## TASK TO CARRY OUT
Please reproduce all the entries below with "innermost" renamed to "central" and nothing else altered, leaving the pictures out of your answer.

(Named-object pointing records)
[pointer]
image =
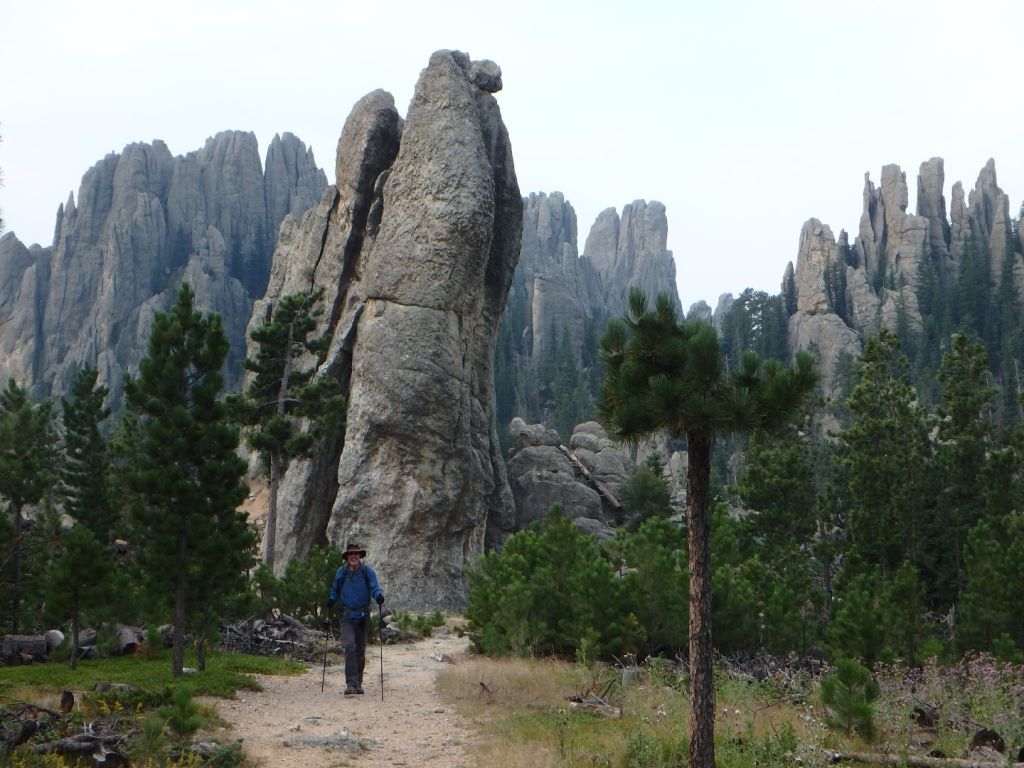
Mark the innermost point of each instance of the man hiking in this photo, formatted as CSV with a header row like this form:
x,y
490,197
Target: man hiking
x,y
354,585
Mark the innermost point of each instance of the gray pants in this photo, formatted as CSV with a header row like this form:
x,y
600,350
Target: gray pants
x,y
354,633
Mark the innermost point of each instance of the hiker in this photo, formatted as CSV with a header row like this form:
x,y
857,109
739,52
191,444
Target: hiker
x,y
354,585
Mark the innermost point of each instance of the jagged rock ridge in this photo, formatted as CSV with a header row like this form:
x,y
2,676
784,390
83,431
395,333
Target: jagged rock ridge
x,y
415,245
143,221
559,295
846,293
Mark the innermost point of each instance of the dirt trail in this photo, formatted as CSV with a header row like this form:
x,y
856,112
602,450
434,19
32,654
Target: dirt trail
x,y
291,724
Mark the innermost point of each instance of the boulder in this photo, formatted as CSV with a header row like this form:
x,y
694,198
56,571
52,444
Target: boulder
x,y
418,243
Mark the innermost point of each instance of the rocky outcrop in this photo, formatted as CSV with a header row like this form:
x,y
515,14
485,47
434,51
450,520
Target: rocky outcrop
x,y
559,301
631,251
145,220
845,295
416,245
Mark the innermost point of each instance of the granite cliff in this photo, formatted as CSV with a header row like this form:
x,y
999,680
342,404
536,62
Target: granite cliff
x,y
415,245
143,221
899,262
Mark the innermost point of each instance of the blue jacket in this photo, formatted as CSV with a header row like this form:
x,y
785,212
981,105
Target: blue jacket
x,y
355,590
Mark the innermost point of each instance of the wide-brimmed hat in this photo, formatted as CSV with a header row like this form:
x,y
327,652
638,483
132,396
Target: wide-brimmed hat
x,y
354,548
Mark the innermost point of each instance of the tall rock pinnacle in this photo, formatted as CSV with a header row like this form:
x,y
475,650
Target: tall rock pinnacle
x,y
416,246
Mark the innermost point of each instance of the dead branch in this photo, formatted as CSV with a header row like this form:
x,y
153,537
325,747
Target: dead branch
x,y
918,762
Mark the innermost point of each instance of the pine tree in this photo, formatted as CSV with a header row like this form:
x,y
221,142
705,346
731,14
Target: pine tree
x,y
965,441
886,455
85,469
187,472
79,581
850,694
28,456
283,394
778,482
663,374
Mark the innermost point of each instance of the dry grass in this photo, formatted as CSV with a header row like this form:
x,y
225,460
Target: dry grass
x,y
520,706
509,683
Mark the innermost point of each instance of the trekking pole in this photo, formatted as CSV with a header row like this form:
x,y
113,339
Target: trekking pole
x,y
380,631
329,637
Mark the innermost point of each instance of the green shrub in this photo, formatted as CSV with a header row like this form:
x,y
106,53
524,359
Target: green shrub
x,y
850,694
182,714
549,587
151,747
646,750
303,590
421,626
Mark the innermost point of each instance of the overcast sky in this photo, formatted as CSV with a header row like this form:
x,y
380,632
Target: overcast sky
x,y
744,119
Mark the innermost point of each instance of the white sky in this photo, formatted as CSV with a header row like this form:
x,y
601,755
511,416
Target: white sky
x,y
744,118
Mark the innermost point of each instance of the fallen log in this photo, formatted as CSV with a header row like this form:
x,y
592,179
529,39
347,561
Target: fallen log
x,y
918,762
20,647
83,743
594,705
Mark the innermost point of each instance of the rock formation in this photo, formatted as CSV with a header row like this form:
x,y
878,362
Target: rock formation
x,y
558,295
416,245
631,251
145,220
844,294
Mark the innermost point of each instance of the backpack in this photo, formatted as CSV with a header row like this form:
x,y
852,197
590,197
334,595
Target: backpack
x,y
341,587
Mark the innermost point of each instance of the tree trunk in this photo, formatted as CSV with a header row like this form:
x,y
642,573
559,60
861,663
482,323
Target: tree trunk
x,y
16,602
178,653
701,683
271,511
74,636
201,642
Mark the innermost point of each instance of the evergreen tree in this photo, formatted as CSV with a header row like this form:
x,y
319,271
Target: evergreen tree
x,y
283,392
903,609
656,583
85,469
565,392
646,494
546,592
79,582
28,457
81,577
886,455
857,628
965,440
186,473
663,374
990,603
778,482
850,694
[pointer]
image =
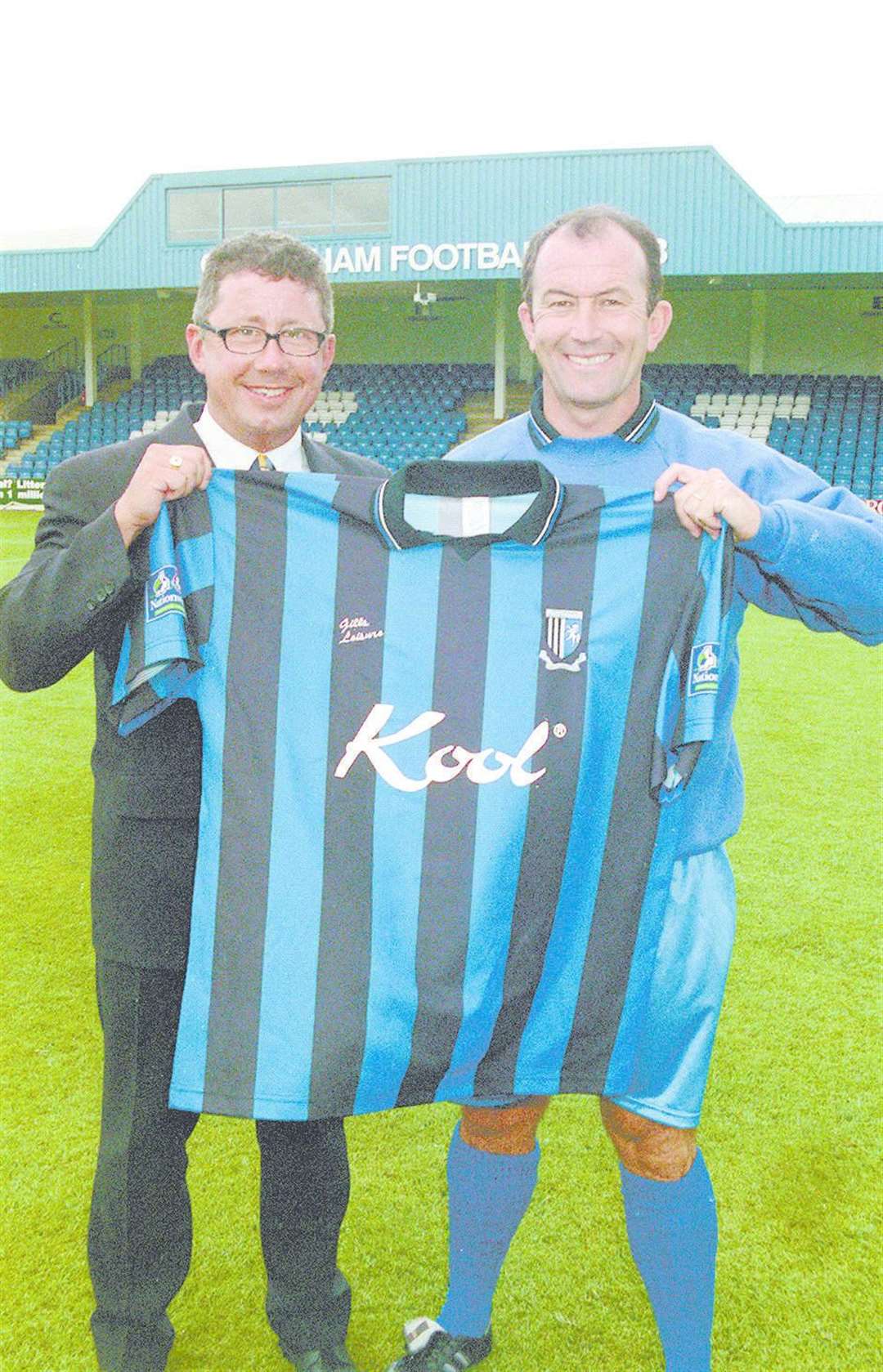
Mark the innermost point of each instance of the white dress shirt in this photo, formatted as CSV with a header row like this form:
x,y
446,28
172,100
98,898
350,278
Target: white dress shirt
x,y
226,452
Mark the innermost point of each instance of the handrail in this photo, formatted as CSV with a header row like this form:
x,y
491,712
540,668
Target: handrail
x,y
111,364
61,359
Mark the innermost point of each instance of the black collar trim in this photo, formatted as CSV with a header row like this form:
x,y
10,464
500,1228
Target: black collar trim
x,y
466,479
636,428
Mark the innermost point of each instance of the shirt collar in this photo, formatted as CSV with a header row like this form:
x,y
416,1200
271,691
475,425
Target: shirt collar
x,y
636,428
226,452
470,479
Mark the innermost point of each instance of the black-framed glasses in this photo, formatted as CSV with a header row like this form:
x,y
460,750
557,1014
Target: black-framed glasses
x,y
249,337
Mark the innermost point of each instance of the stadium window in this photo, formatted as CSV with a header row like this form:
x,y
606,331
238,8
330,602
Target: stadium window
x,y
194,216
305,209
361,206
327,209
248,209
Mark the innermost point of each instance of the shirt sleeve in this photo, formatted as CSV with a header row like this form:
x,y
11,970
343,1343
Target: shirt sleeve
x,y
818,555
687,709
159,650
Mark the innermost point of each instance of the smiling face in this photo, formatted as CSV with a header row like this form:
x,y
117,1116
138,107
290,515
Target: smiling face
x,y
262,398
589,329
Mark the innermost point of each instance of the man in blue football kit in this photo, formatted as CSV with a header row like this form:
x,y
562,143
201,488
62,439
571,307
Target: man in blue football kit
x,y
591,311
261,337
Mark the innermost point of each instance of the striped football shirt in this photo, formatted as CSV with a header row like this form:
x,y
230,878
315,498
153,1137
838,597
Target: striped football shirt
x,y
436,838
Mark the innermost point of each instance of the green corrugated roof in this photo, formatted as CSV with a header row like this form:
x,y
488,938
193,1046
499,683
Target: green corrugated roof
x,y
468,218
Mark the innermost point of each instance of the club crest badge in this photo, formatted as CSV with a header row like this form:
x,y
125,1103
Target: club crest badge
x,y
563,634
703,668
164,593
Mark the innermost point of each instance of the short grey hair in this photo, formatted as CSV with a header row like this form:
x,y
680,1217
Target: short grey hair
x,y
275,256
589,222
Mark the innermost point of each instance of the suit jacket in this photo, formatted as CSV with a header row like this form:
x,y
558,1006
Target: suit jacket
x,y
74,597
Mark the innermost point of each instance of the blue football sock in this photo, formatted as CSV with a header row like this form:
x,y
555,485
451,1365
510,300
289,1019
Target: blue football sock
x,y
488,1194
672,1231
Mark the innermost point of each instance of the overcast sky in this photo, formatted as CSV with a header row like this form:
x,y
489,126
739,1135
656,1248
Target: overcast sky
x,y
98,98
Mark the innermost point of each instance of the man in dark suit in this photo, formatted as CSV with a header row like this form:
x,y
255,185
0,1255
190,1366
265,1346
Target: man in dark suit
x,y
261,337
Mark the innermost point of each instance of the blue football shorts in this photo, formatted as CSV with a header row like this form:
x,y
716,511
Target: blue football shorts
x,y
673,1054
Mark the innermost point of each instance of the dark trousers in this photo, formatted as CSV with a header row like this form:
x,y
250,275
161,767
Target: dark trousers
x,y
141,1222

## RESULT OF THIS TASK
[pointer]
image =
Mark the central point of each instance of the man hiking in this photo, formatted as CSV with a header row like this form:
x,y
490,197
Target: man hiking
x,y
354,585
Mark the central point of each instance of the gray pants in this photo, formatted as CSV with a header row like this form:
x,y
600,350
Target: gray pants
x,y
354,633
Mark the central point of each instance of the hiker in this photo, formatted as CSV with a header row like this form:
x,y
857,109
739,52
191,444
Target: hiker
x,y
354,585
Mark the central point of each instance of the jagged rock ridge in this photo, formatted as CSV with a header row like this form:
x,y
2,676
784,390
83,431
395,333
Target: jagged rock ridge
x,y
415,245
143,221
559,295
846,293
Mark the central point of each instance of the dirt trail in this photo, formatted as CSV with a header row like this form:
x,y
856,112
602,450
434,19
32,654
Target: dirt trail
x,y
291,724
Mark the central point of each instance of the boulder in this photo, formatted as CSV with a header row like this form:
x,y
694,198
56,571
52,444
Target: boulder
x,y
418,243
Mark the central point of each instance of the rocky outcrop in this photo, formatted as CSV with a header row like this form:
x,y
515,14
485,47
434,51
450,520
Target: rocky outcrop
x,y
559,301
631,251
145,220
845,295
416,245
Mark the central point of each instance of the granite cliff in this photo, formatted as CSV with a header row like this form:
x,y
999,680
342,404
536,62
Target: granite cliff
x,y
415,245
143,221
899,262
Mark the central point of each instance of the blue jacket in this photo, formatted as CSV with a header row like this form:
x,y
785,212
981,105
Target: blue jacket
x,y
355,590
Mark the central point of each instance of the wide-brimmed hat in this photo, formatted as CSV with a header row like this form:
x,y
327,652
638,483
132,396
Target: wide-brimmed hat
x,y
354,548
Mark the central point of each instance of the tall rock pinnacle in this photo, formatted as CSV with a header row like this form:
x,y
475,650
Target: tall rock pinnacle
x,y
416,246
Mark the central point of each instance of the dead branch in this photo, formatted as CSV with a header row like this form:
x,y
153,537
325,747
Target: dead branch
x,y
918,762
Mark the central point of each instance of the pine tree in this photo, formatted as CSV with a header row like this form:
x,y
221,142
705,346
731,14
Target: pine tree
x,y
965,441
886,455
85,469
187,472
79,581
850,694
28,456
283,394
778,482
663,374
Mark the central point of each instance of the dry grass in this photo, formatted as CSV with a header row like this form:
x,y
225,460
Target: dry grass
x,y
520,706
509,683
Mark the central point of each instance of the trekking pole in this photo, formatted as CSV with a header row like this form:
x,y
113,339
Target: trekking pole
x,y
380,631
329,637
Mark the central point of each instance of the green shrub in this photo, formatted as CSV with a header row like this form:
x,y
106,53
524,359
Target: green shrub
x,y
850,694
182,714
549,587
151,747
646,750
303,590
421,626
Mark the central point of each instance of the overcast sky in this photo, formatted as CSV with a header row like this form:
x,y
380,632
Target: overcast sky
x,y
744,119
Mark the central point of each instance of the white sky in this photo, formatted as CSV with a header row like this form:
x,y
601,755
511,416
Target: white sky
x,y
744,118
Mark the central point of each instance of the fallen log in this photo, formatted as CSV with a header row like this form:
x,y
592,179
529,39
347,561
Target: fallen log
x,y
918,762
20,647
83,743
594,705
Mark the central point of each instance of the rock formation in this photo, formatted as CSV with a header row like this form:
x,y
878,362
Target: rock formation
x,y
558,295
416,245
631,251
145,220
844,294
Mark the central point of each instance of the backpack in this photo, formatted as CSV with a header row like this form:
x,y
852,197
590,197
334,595
Target: backpack
x,y
341,587
Mark the central point of each instance of the tree trunk in this photo, formatted as CSV with a header row like this form:
x,y
642,573
559,60
861,663
482,323
Target: tree trunk
x,y
16,602
178,653
701,683
271,511
74,636
201,642
Mark the central point of each instance of the evergreen tree in this photo, formatted as CSV with a header row like this form:
x,y
319,271
Target: evergreen tree
x,y
283,392
903,609
656,583
85,469
565,392
646,494
546,592
79,582
28,457
81,577
886,455
857,628
965,440
186,473
663,374
990,603
778,482
850,694
[pointer]
image =
Mark the central point of each instance of the white dress shirt in this photo, formatted as CSV with a header row like this form:
x,y
446,28
172,100
98,898
350,278
Target: white dress shirt
x,y
226,452
Mark the central point of each instance of the handrail in this photo, formatted as CSV with a header row like this form:
x,y
491,712
540,668
Target: handrail
x,y
111,364
61,359
Mark the central point of each instance of the black collar trim in this photo, formatted as CSV with a header row like this form:
x,y
10,464
500,1228
Target: black collar trim
x,y
466,479
636,428
Mark the central point of each instance of the shirt collar in this photo, formatted as CSV with a header row like this form:
x,y
416,1200
271,691
475,425
Target: shirt collar
x,y
636,428
226,452
470,479
Mark the central point of each instance of the black-framed glasses in this photo, formatted as CSV with a header row like this form:
x,y
460,750
557,1014
Target: black-framed glasses
x,y
249,337
Mark the central point of each instance of the stadium window in this photo, formatted as CSV with a header row like this form:
x,y
606,331
238,8
330,602
Target: stadium window
x,y
194,216
305,209
361,206
327,209
248,209
Mark the central point of each instance of the shirt sleeve in this photo, formatted as CSV with a header row like this form:
x,y
11,970
343,1343
Target: shirt sleeve
x,y
818,555
687,709
159,650
Mark the central point of each instance of the smiling face in this photo, formatted as CSV with a header row like this form:
x,y
117,1116
138,107
290,515
Target: smiling face
x,y
262,398
589,329
Mark the central point of each instance of the man in blue football kit in this photo, formatted as CSV with a header row like this form:
x,y
562,143
201,488
62,439
571,307
Target: man in blue football kit
x,y
591,311
261,337
Mark the central point of each instance of the striped football shirt in this photo, formatted as CSV with a header row like this form:
x,y
230,878
315,498
153,1137
838,597
Target: striped football shirt
x,y
436,838
Mark the central point of each instance of the green corrugated roof in this photo, formatted as CSV with a header row like this form:
x,y
488,938
193,1046
499,683
Target: green corrugated roof
x,y
468,218
Mark the central point of each instance of the club crest badge in this photo, formatted as CSV with a header row like this form:
x,y
125,1103
Target: club crest badge
x,y
563,634
703,668
164,593
Mark the central point of each instance of the short grey hair in this photo, formatted as CSV with a header row like this form:
x,y
680,1217
Target: short grey hair
x,y
275,256
589,222
Mark the central point of each instance of the suit jacket in this photo, formatted as CSV with a header row like this form:
x,y
558,1006
Target: suit jacket
x,y
74,597
Mark the central point of each instance of the blue football sock in this photo, formatted as CSV with a header row like this form:
x,y
555,485
451,1365
510,300
289,1019
Target: blue football sock
x,y
488,1194
672,1231
Mark the central point of each instance of the overcast sky in this photo, formatted as CSV with a header row like this form:
x,y
489,126
739,1135
656,1248
Target: overcast sky
x,y
98,98
Mark the central point of each instance of the man in dark suit in this photo, formatted as CSV with a header row like this form:
x,y
255,185
0,1255
190,1366
265,1346
Target: man in dark suit
x,y
261,337
Mark the central point of each instance of the blue football shorts in this photo, formatted as CSV with a header row like this form:
x,y
716,511
Target: blue football shorts
x,y
673,1054
Mark the central point of each instance of the dark trousers in this photo, formatted as CSV with a header row like this form:
x,y
250,275
161,767
Target: dark trousers
x,y
141,1222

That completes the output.